## Extract
The plan was that I would arrive a day early in Chiang Mai and check into Sripoom House. Then, I would head over to my favourite restaurant that caters to westerners like me. There, I would pig out on delicious food that I could only dream of in India.
When I went south to Gudjarat and the ashram, I did not anticipate having to eat white rice, dahl, chapatis and overcooked veggies for the next three and a half months. I did import sea weed, vitamins, minerals and Super Green powder to supplement the Indian diet. It was not enough. (I now understand how much of an oasis the Poona ashram/commune/meditation resort was. We had the safest most varied diet in India. Even fresh salads that you could eat without fear of the usual tropical third world diseases that accompany such actions.) Even with the supplements and the Yang Cheng-Fu form, my body slowly lost it’s vitality. On top of that, I ran into a new to me Indian hazard. It’s called the loudspeaker.
When I first visited India in 1976, to own even a small radio was a luxury. In the early nineties, electronic goods, though more accessible, were still something special. Now, even a small mud and wattle shack has a satellite dish on the roof. Owning a sound system is common. The Narmada River is lined with ashrams and temples that all seem to have loudspeakers stuck at odd angles from their roofs. The various priests and sadhus think nothing of playing recordings of ‘devotional music’ and chanting at any time day or night. Two o’clock in the morning, there is a burst of very loud music for fifteen minutes. Or, maybe some chanting around that time that went on for an hour. The guy in the next village believed that everyone wants to hear ‘the name of god’ from 5:30 or 6:00 every morning at a volume so high that it sounded like he was outside my window. For nine years, my time of deep sleep had been from 5:30 in the morning. This was totally disrupted. Even when he slacked off a bit and turned down the volume, my body would be in stress while the music was playing. It was often beautiful music, it just was often too loud and at the wrong time of day. There was a nine day music festival that had the ‘music’ so loud that it was literally pounding on my body. Even the Indians in the ashram had trouble with it. For some reason, I was more sensitive to it and could not ‘just accept it’ as I was advised. The result was my never establishing a good sleep pattern once my old one was broken. And, of course, my body suffered from the tension.

## Supplied entries
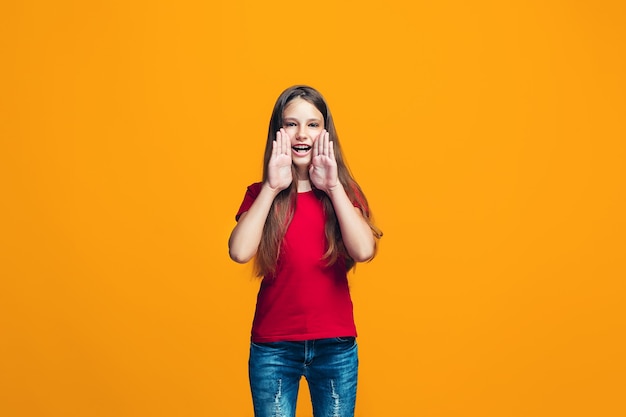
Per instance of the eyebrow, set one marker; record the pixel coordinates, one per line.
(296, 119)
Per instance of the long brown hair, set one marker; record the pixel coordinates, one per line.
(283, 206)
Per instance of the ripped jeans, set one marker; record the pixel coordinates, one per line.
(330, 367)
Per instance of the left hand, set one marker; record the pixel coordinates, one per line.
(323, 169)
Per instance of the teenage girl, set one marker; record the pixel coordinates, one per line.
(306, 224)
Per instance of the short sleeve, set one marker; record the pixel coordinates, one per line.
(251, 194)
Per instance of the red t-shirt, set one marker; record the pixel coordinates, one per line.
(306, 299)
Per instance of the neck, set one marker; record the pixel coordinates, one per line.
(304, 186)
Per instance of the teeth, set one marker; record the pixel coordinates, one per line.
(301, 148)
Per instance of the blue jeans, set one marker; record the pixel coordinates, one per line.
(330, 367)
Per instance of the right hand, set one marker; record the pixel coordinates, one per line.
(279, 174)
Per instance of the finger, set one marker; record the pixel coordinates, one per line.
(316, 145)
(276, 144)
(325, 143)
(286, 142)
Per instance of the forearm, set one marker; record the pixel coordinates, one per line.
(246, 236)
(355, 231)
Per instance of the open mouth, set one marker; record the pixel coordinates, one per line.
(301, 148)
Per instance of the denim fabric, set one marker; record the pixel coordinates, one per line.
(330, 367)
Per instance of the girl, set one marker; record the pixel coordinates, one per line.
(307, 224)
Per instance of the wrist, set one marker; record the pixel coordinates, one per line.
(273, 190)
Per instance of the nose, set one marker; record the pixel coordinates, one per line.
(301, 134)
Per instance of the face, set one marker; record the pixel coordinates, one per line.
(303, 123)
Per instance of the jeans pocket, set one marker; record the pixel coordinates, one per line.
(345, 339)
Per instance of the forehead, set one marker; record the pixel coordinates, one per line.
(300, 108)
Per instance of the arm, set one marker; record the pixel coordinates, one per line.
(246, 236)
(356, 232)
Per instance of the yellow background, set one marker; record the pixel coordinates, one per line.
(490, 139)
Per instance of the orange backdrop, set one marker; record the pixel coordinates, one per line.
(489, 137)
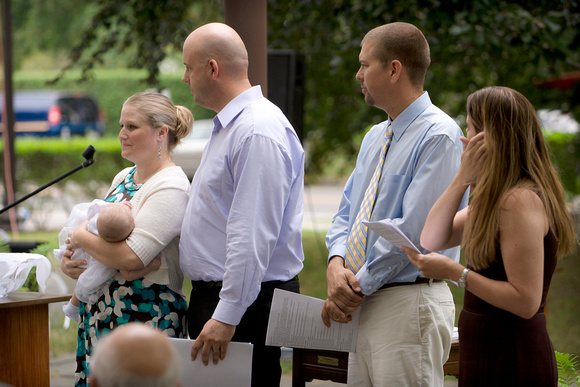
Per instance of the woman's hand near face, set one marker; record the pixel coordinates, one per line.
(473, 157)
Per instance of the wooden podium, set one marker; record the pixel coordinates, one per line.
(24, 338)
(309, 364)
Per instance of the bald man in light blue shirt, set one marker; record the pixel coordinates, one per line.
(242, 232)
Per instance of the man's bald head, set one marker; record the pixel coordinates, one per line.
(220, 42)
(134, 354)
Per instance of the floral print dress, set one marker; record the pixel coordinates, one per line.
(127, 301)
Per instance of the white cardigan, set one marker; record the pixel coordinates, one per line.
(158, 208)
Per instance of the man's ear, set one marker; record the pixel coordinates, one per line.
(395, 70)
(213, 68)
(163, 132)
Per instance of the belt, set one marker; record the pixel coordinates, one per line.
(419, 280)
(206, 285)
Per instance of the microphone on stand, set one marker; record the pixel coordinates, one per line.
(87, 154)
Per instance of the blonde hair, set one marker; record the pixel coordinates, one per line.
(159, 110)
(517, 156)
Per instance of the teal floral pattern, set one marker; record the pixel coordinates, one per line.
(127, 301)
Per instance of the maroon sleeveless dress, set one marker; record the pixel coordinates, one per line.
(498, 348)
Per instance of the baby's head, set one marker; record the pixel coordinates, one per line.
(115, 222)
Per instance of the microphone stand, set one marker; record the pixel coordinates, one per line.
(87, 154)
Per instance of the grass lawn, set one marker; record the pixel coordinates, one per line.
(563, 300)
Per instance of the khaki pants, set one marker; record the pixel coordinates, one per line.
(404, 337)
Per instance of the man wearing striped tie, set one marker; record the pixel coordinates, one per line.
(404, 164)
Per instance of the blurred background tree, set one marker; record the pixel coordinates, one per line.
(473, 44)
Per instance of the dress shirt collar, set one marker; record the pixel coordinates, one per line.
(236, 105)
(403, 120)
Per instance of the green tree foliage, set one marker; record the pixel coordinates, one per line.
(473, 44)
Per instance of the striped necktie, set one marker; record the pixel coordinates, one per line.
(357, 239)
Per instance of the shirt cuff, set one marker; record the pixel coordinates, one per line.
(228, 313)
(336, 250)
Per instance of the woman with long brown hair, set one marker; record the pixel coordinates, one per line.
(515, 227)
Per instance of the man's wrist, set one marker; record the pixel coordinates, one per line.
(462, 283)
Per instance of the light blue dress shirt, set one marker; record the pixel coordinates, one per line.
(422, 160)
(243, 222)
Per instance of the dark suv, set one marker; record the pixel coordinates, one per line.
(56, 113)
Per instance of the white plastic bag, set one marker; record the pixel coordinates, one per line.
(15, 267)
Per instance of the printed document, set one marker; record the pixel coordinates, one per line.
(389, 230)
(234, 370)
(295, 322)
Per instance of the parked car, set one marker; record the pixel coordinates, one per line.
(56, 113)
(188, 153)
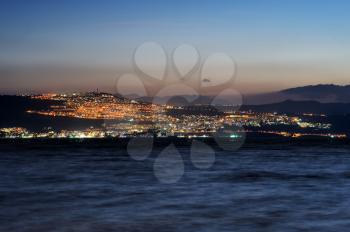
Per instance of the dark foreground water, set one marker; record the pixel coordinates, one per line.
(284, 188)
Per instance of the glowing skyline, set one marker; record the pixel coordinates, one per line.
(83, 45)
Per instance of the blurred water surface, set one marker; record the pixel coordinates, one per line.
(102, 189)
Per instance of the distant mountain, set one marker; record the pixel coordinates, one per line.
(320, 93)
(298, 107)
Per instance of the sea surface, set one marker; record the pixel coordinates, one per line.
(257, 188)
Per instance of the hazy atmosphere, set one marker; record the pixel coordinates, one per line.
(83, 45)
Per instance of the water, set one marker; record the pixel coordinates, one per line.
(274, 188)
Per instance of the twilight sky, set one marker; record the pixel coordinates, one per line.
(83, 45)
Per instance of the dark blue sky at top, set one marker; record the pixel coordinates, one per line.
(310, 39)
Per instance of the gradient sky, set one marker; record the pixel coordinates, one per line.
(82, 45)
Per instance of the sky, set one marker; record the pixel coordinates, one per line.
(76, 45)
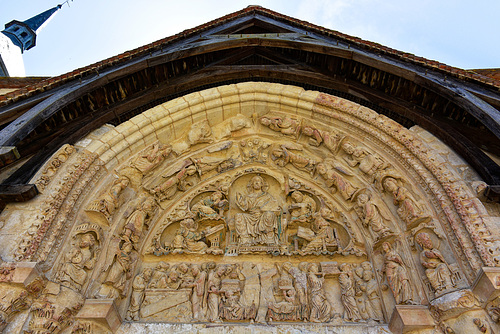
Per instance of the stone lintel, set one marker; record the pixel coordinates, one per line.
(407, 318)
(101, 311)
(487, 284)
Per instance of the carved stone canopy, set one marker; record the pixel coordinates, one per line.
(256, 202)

## Activity 1
Do these statements agree with the ashram account? Answer each with yes or no and quote the deciding words of the text exactly.
(a) The writer first visited India in 1976.
(b) The Indians in the ashram had no trouble with the nine day music festival.
(c) For nine years, the writer's deep sleep had come from 5:30 in the morning.
## Activity 2
According to the ashram account, why was the writer's deep sleep disrupted? Answer in one to three sentences.
## Activity 3
Please carry on the ashram account from the point where it stops.

## Answer section 1
(a) Yes: "When I first visited India in 1976"
(b) No: "Even the Indians in the ashram had trouble with it."
(c) Yes: "For nine years, my time of deep sleep had been from 5:30 in the morning."

## Answer section 2
The man in the next village played "the name of god" from 5:30 or 6:00 every morning. It was so loud that it sounded like he was outside the writer's window. For nine years, that early morning hour had been the writer's time of deep sleep.

## Answer section 3
So, why would I stay so long in such a place? A good question. The answer is a man named Baba Puranand Bharti. From my first meeting him at the ashram when he came for a brief visit, I knew that whatever discomfort I was going to suffer, it would be worth it to spend time with him. It was. To explain to my satisfaction would mean a very long dissertation that may not even make sense in the end. To be near Baba is to have the opportunity of experiencing a very deep state of bliss. During my time in his ashram, there were events and understandings of which I am very grateful. Much was an affirmation of my life’s trajectory and much was a deepening in my trust in existence. In addition, I made some very dear new friends and got to better know some already existing friends.
So, I stayed. And, had dreams of delicious meals that I would eat in Thailand.
My departure from India was through the Ahmedebad Airport. There was a four hour drive after lunch to arrive in the prescribed time. When I wheeled my cart past the army guards into the terminal building, I found myself at the end of long serpentine queue (line in ‘merican). It eventually ended at a single baggage scanner. It took half and hour to reach the scanner belt. Along the way, I had a feeling to avail myself of the services of the plastic wrap machine for my larger piece of luggage. As I stepped around the scanning machine to retrieve said bag, the man say’s “open your bag.” Those were not the words that I wanted to hear. I said, “what does she want to see?” (there was a woman in the driver’s seat.) He says again, “you have to open your bag.” I say in an exasperated tone, “what does she want to see?” To my amazement, the woman in the driver’s seat waves me through! So much for security.
I will skip the interminable waiting in the check-in queue and, then, the hour and a quarter late departure that I am sure was because of the inadequate number of check-in queues. Between the check-in and my gate, I bought a veggie burger. I had him microwave it to kill any life that might be lurking in it. Just filler for this hungry traveller.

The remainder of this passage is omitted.